▶ Yapılacak iş:
**A)** Çıkarılan metinde "Araştırmada, üç ülkenin" ile başlayıp "araştırma kapsamına alındı." ile biten bölümü hiç değiştirmeden yeniden verin.
**B)** Kayıtların en başından başlayıp "(130, 160), (152, 170)" geçen satırla biten satırları, iki uçtaki satırlar da dahil, aynen yazıya geçirin. Bunların dışında hiçbir satırı almayın.

Yazarlar

Zeynep Arslan, Phil Gamaghelyan, Arzu Geybullayeva, Sargis Khandanyan

Dil

Türkçe, İngilizce

Nisan 2017
37 Sayfa
Ücretsiz

Hrant Dink Vakfı ve Imagine Center for Conflict Transformation iş birliği ile hazırlanan bu raporda, Karabağ sınır hattında Azerbaycan ve Ermenistan arasında, 2 Nisan 2016 sabaha karşı başlayan çatışmanın Azerbaycan, Ermenistan ve Türkiye medyasında nasıl ele alındığı incelendi.

Araştırmada, üç ülkenin medyası karşılaştırmalı olarak incelenerek, konuya ilişkin haberler yazılırken farklı bağlamlarda nelerin ön plana çıkartılıp nelerin göz ardı edildiği, çatışmanın taraflarının ne şekilde adlandırıldığı, özetle çatışma ve savaş durumlarında medyanın ayrımcı dili nasıl ürettiği ve barış diline ne ölçüde katkıda bulunduğu analiz edildi.

İlk olarak üç ülkede de incelenecek yayın organları farklı temsiliyet kriterleri göz önünde bulundurularak seçildi. Türkiye’de yazılı basın incelenirken, her ülkenin özgül koşulları ve yazılı ve online medyanın etki alanı göz önüne alınarak Azerbaycan ve Ermenistan’da online gazeteler incelendi. Dolayısıyla, Azerbaycan’da Report.az, azadliq.org, Trend.az ve Meydan.tv; Ermenistan’da Armenpress, Razm.info, Hetq ve Azatutyun; Türkiye’de ise Hürriyet, Sabah ve Sözcü gazeteleri araştırma kapsamına alındı.

▶ Gösterilen veriler:
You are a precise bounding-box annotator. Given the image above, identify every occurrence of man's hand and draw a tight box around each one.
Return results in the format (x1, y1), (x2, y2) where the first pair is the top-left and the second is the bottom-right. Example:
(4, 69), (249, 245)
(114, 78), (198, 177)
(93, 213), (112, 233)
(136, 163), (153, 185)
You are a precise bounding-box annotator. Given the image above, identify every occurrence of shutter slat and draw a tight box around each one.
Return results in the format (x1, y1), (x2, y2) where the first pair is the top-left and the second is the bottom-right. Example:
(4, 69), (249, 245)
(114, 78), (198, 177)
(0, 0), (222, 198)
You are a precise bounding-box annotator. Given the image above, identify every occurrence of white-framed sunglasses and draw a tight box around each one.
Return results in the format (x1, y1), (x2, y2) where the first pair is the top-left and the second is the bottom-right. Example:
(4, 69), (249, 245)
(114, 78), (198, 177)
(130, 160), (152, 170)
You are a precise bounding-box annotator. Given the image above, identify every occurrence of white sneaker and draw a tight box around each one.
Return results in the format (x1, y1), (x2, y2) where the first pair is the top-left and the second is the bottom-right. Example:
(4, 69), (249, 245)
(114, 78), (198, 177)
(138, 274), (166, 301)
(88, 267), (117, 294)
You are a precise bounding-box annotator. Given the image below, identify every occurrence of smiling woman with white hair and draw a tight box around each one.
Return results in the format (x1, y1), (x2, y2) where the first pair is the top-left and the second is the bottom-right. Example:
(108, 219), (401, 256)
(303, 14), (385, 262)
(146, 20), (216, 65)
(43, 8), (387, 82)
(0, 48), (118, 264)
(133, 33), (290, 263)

▶ Yanıt olarak:
**A)**
Araştırmada, üç ülkenin medyası karşılaştırmalı olarak incelenerek, konuya ilişkin haberler yazılırken farklı bağlamlarda nelerin ön plana çıkartılıp nelerin göz ardı edildiği, çatışmanın taraflarının ne şekilde adlandırıldığı, özetle çatışma ve savaş durumlarında medyanın ayrımcı dili nasıl ürettiği ve barış diline ne ölçüde katkıda bulunduğu analiz edildi.

İlk olarak üç ülkede de incelenecek yayın organları farklı temsiliyet kriterleri göz önünde bulundurularak seçildi. Türkiye’de yazılı basın incelenirken, her ülkenin özgül koşulları ve yazılı ve online medyanın etki alanı göz önüne alınarak Azerbaycan ve Ermenistan’da online gazeteler incelendi. Dolayısıyla, Azerbaycan’da Report.az, azadliq.org, Trend.az ve Meydan.tv; Ermenistan’da Armenpress, Razm.info, Hetq ve Azatutyun; Türkiye’de ise Hürriyet, Sabah ve Sözcü gazeteleri araştırma kapsamına alındı.

**B)**
You are a precise bounding-box annotator. Given the image above, identify every occurrence of man's hand and draw a tight box around each one.
Return results in the format (x1, y1), (x2, y2) where the first pair is the top-left and the second is the bottom-right. Example:
(4, 69), (249, 245)
(114, 78), (198, 177)
(93, 213), (112, 233)
(136, 163), (153, 185)
You are a precise bounding-box annotator. Given the image above, identify every occurrence of shutter slat and draw a tight box around each one.
Return results in the format (x1, y1), (x2, y2) where the first pair is the top-left and the second is the bottom-right. Example:
(4, 69), (249, 245)
(114, 78), (198, 177)
(0, 0), (222, 198)
You are a precise bounding-box annotator. Given the image above, identify every occurrence of white-framed sunglasses and draw a tight box around each one.
Return results in the format (x1, y1), (x2, y2) where the first pair is the top-left and the second is the bottom-right. Example:
(4, 69), (249, 245)
(114, 78), (198, 177)
(130, 160), (152, 170)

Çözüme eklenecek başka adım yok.